*Short exercise 1:*
Pick out each line in the records below that contains the word "green", and copy those lines.

*Text passage:*
>>>

And for values of the State s monad, these are essentially "state manipulation functions" of type s -> (a, s) - they take an initial state, and from that compute a new state as well as an output value of some type a. What the >>= implementation - the "semicolon" - does here* is simply ensure that, when one function f :: s -> (a, s) is followed by another g :: s -> (b, s), that the resulting function applies f to the initial state and then applies g to the state computed from f. It's basically just function composition, slightly modified so as to also allow us to access an "output value" whose type is not necessarily related to that of the state. And this allows one to list various state manipulation functions one after another in a do block and know that the state at each stage is exactly that computed by the previous lines put together. This in turn allows a very natural programming style where you give successive "commands" for manipulating the state, yet without actually doing destructive updates, or otherwise departing from the world of pure functions and immutable data.
*strictly speaking, this isn't >>= but >>, an operation which is derived from >>= but ignores the output value. You may have noticed that in the example I gave the a value output by f is totally ignored - but >>= allows that value to be inspected and to determine which computation to do next. In do notation, this means writing a <- f and then using a later. This is actually the key thing which distinguishes Monads from their less powerful, but still vital, cousins (notably Applicative functors).
Does the put function of the State Monad update the actual state or does it just return a new state with the new value? My question is, can the State Monad be used like a "global variable" in an imperative setting? And does put modify the "global variable"?
My understanding was NO it does NOT modify the initial state, but using the monadic interface we can just pass around the new states b/w computations, leaving the initial state "intact". Is this correct? if not, please correct me.

<<<

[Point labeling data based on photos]
>>>

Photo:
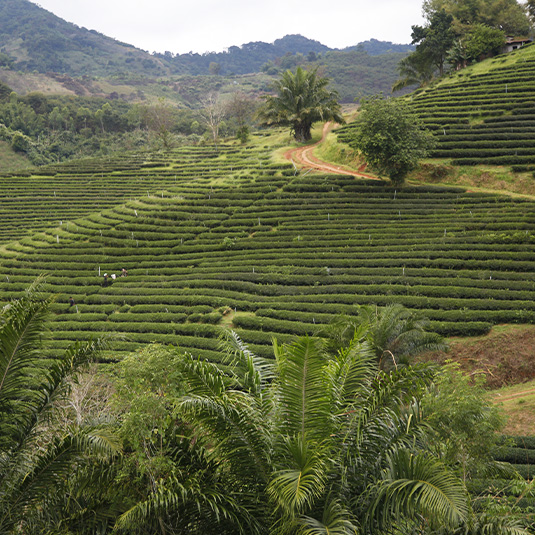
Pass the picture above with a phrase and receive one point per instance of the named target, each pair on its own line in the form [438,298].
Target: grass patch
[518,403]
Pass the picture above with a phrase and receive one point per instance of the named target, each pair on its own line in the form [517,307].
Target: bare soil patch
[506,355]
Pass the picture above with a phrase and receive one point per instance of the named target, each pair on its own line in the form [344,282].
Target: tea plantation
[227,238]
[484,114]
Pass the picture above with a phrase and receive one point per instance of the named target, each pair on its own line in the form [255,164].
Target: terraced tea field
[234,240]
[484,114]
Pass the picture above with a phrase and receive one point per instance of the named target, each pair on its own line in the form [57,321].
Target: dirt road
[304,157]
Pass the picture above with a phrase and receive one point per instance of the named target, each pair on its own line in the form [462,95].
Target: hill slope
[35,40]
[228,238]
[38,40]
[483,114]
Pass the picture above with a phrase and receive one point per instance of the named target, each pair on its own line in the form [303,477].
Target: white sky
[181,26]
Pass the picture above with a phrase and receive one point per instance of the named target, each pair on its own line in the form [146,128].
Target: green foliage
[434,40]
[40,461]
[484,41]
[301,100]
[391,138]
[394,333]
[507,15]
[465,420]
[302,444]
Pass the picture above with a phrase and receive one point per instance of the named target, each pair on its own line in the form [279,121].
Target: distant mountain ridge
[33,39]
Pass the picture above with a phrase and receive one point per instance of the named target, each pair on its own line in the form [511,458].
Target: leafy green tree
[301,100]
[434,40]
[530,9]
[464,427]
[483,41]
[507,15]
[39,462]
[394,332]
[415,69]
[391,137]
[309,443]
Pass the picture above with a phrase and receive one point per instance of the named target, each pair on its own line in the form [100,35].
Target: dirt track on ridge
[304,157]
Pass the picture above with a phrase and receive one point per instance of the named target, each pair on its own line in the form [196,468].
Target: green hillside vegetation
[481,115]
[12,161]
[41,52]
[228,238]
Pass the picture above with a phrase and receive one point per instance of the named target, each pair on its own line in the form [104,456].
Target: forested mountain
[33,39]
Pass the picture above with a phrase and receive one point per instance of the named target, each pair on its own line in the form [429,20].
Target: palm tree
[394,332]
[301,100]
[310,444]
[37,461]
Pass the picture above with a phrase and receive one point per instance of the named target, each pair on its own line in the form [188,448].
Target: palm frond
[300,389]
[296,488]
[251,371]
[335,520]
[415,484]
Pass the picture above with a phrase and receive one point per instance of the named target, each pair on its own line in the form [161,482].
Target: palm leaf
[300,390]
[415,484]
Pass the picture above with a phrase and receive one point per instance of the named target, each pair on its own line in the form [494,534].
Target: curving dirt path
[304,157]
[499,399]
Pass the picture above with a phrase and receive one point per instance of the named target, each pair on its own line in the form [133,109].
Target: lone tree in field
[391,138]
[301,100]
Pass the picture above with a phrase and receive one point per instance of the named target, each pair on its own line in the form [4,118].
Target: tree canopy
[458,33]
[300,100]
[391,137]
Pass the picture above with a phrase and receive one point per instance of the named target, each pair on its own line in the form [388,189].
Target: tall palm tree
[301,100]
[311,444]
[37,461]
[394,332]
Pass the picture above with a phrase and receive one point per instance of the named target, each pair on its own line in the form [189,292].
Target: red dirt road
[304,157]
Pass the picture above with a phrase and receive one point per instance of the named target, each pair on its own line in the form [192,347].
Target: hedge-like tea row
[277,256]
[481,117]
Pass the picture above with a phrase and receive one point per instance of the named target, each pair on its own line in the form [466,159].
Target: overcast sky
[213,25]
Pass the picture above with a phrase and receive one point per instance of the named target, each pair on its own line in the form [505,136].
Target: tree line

<<<

*Short exercise 2:*
Please quote the part of the State monad passage that opens with the words containing "Does the put" and closes with "please correct me.".

*Correct response 1:*
Target: green foliage
Target: leafy green tree
Target: green hillside vegetation

*Correct response 2:*
Does the put function of the State Monad update the actual state or does it just return a new state with the new value? My question is, can the State Monad be used like a "global variable" in an imperative setting? And does put modify the "global variable"?
My understanding was NO it does NOT modify the initial state, but using the monadic interface we can just pass around the new states b/w computations, leaving the initial state "intact". Is this correct? if not, please correct me.